Extrait du document ->
======
A l’avantage de cette étude, la description précise des procédures, des techniques de laboratoire, du diagnostic anatomopathologique et des tests statistiques. Les informations concernant la population étudiée ont été prépubliées 2. La mention soigneuse des résultats contribue à la crédibilité d’une étude réalisée par un partenaire intéressé (le producteur du vaccin). Les chercheurs ont réussi à obtenir un taux de réponse important, ce qui représente souvent un problème lorsque le suivi de l’étude est prolongé. Outre les analyses sérologiques, cytologiques et biochimiques, une comparaison est réalisée entre les groupes pour certains co-facteurs importants dans la survenue d’infections à HPV. Cette comparaison est cependant présentée de façon sommaire, avec assez bien de données omises. Le critère de jugement primaire, la prévention de nouvelles infections à HPV-16/18, est d’une pertinence limitée ; une forte majorité de ces infections sont éliminées spontanément par l’organisme. Ce qu’un vaccin doit démontrer, c’est un effet protecteur contre les lésions cervicales, observation moins convaincante dans cette étude. Une réduction claire du nombre de lésions cytologiques est observée, mais il s’agit d’un nombre total faible. Le délai nécessaire pour développer de telles lésions est plus important que la durée du suivi ; la prévention de la survenue de lésions cervicales est, pour cette raison, décrite comme un critère secondaire. L’efficacité dans ce domaine devra donc encore être confirmée lors d’un suivi de plus longue durée. L’autre critère secondaire, la prévention de survenue d’infections persistantes, est bien pertinent ; les infections persistantes sont un facteur prédictif important de survenue d’une dysplasie de haut grade. Un effet protecteur du vaccin dans ce domaine est un critère intermédiaire acceptable, même s’il s’agit à nouveau d’un nombre limité de cas, avec donc de larges intervalles de confiance.
======
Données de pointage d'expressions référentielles
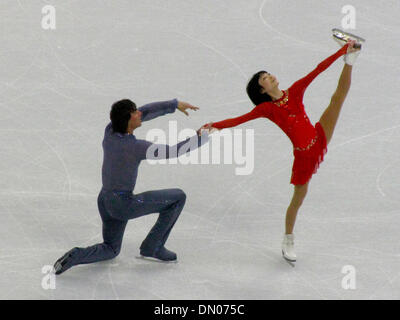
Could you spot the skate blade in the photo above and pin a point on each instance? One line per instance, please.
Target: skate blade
(151, 259)
(291, 262)
(344, 36)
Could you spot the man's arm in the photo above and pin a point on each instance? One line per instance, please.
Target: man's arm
(157, 109)
(147, 150)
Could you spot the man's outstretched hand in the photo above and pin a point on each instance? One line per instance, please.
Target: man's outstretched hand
(183, 106)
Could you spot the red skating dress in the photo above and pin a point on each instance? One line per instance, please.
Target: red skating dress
(309, 142)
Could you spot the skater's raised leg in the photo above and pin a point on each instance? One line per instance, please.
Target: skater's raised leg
(331, 114)
(299, 194)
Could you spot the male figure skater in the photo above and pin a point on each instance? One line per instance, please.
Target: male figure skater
(117, 204)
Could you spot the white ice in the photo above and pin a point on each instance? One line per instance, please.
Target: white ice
(56, 89)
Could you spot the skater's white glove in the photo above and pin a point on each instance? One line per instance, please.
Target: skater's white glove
(352, 53)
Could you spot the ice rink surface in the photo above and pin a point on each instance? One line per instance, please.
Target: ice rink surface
(56, 89)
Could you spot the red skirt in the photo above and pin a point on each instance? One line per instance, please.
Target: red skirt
(306, 162)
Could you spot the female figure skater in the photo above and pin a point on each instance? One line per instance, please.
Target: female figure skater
(285, 108)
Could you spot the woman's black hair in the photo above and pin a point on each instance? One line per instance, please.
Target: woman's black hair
(120, 114)
(254, 90)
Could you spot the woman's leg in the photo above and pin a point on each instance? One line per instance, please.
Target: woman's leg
(300, 192)
(331, 114)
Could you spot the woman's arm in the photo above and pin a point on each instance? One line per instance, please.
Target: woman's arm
(301, 85)
(262, 110)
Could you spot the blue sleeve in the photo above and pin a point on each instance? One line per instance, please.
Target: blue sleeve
(147, 150)
(156, 109)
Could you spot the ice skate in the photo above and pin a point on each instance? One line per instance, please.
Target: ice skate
(65, 262)
(341, 37)
(161, 255)
(288, 249)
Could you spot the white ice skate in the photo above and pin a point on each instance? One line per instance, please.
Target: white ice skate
(341, 37)
(288, 248)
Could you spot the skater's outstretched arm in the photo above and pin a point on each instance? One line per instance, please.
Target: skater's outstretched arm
(262, 110)
(147, 150)
(301, 85)
(156, 109)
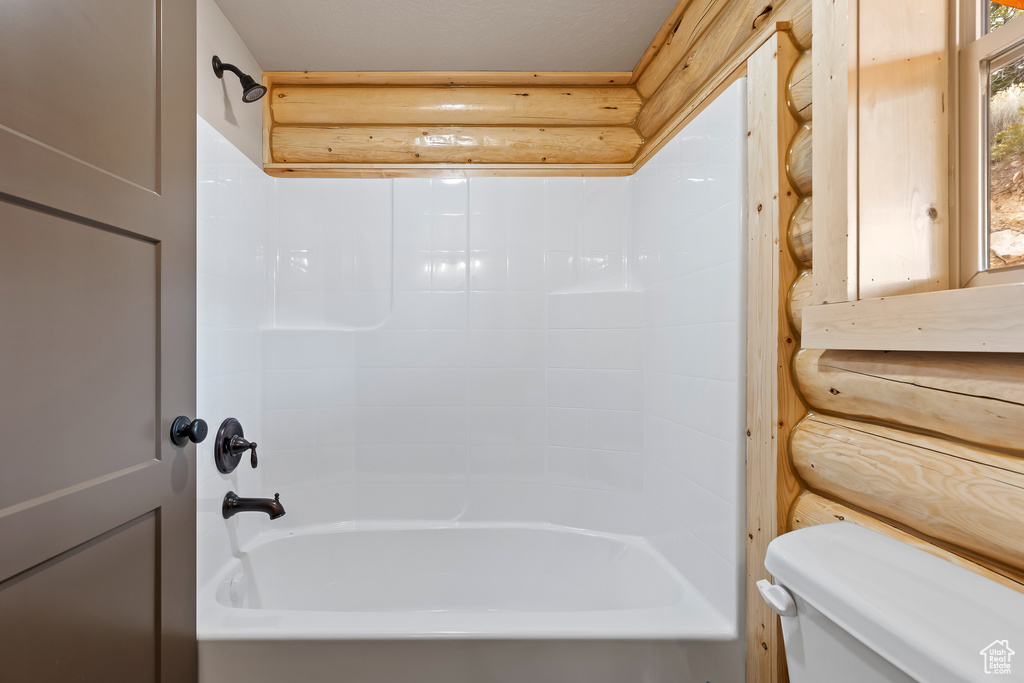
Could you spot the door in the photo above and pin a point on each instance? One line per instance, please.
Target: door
(97, 340)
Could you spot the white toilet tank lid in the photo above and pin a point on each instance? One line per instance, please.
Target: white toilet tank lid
(928, 616)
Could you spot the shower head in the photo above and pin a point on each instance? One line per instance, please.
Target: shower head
(251, 90)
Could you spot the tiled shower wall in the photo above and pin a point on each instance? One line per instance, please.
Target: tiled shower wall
(544, 349)
(237, 207)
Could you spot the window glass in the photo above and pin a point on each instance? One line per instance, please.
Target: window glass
(1000, 12)
(1006, 161)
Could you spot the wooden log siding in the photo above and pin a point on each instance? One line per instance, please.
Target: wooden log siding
(697, 17)
(800, 295)
(403, 144)
(811, 509)
(345, 105)
(977, 397)
(963, 495)
(798, 94)
(799, 161)
(801, 232)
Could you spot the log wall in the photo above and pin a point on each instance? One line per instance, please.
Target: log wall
(924, 446)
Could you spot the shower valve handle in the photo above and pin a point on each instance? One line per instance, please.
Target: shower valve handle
(239, 445)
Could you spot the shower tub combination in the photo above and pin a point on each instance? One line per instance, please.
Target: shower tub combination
(454, 603)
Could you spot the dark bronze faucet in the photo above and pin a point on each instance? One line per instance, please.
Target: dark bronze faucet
(233, 505)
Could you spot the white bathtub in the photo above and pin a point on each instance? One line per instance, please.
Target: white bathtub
(507, 602)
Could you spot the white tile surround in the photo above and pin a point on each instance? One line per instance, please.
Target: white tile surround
(566, 350)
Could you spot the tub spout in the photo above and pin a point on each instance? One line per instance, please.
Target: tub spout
(235, 504)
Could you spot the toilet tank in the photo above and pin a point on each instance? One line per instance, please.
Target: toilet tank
(867, 608)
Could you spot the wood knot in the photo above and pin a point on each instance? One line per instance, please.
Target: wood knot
(760, 19)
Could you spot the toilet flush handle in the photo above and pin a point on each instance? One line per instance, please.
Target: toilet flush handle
(779, 599)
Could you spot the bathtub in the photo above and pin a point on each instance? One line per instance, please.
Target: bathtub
(412, 602)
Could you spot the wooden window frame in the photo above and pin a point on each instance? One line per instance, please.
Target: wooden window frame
(988, 315)
(978, 48)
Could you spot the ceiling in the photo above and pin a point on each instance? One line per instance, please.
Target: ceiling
(446, 35)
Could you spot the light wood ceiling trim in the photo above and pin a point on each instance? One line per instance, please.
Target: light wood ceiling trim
(665, 37)
(454, 144)
(444, 170)
(501, 105)
(519, 123)
(527, 78)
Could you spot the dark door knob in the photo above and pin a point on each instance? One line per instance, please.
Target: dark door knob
(184, 430)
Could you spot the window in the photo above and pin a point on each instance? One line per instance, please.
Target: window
(991, 148)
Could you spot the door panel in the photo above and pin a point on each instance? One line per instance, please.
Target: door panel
(97, 340)
(47, 604)
(99, 100)
(84, 330)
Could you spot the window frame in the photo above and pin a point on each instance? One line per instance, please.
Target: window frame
(977, 49)
(951, 318)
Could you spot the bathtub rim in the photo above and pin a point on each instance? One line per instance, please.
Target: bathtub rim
(692, 617)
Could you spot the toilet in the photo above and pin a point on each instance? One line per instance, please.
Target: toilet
(858, 606)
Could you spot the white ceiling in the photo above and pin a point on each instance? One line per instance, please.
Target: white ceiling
(446, 35)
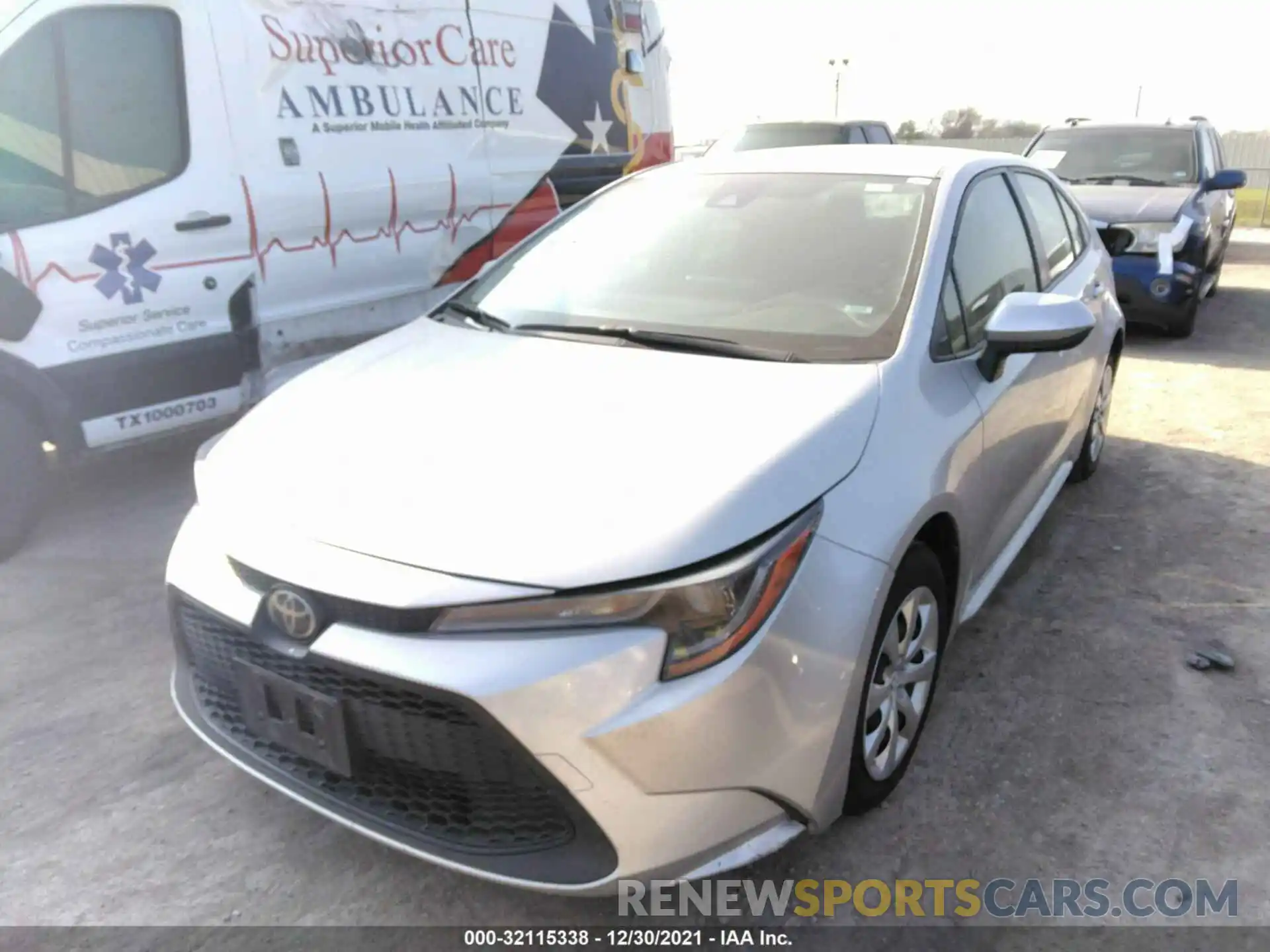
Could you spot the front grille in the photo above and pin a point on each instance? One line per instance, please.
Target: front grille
(429, 766)
(360, 615)
(1117, 240)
======
Vos consignes -> Poursuivez, s'il vous plaît, l'analyse critique de l'étude sur le vaccin contre le HPV en reprenant après sa dernière phrase.

Réponse au problème ->
Pertinence de l’étude

En Belgique, le cancer du col utérin occupe la huitième place des cancers nouvellement diagnostiqués après les cancers du sein, du colon, de l’utérus, du rectum, des poumons, de l’ovaire et le lymphome non Hodgkinien. Chaque année, un peu plus de cent femmes meurent, en Belgique, des suites d’un cancer du col 4. Au niveau mondial, selon l’OMS, l’incidence annuelle de cancer du col est de 500 000, le deuxième cancer en fréquence chez la femme, après celui du sein 5. La prévention secondaire d’un cancer du col au moyen d’un frottis de col est, en principe, une stratégie utile, les lésions étant diagnostiquées à un stade précoce. Les décès liés à un cancer du col surviennent principalement dans les groupes qui ne participent pas à ce type de dépistage 6. La vaccination contre l’HPV, une forme de prévention primaire, est une option attirante pour cette raison, avec un avantage potentiel, s’il est possible qu’elle soit effectuée dans des groupes ne se soumettant pas au dépistage. L’intégration du dépistage HPV dans les protocoles actuels de dépistage cytologique est intéressant surtout si des lésions histologiques sont observées. Un dépistage général fait l’objet de débats ; cinq études randomisées importantes tentent actuellement, en Europe, de répondre à cette question. Elles sont cependant organisées dans des pays avec dépistage organisé et la question de l’inférence des résultats de ces études à la population belge reste posée. Le dépistage HPV est-il une alternative coût/efficace par rapport à la vaccination ? C’est peu probable, la majorité des infections HPV disparaissant spontanément et ne provoquant pas de cancer du col. Une infection mise en évidence entraînera par contre une augmentation des contacts pour dépistage, beaucoup d’insécurité inutile et peut-être également un traitement, avec les coûts inhérents.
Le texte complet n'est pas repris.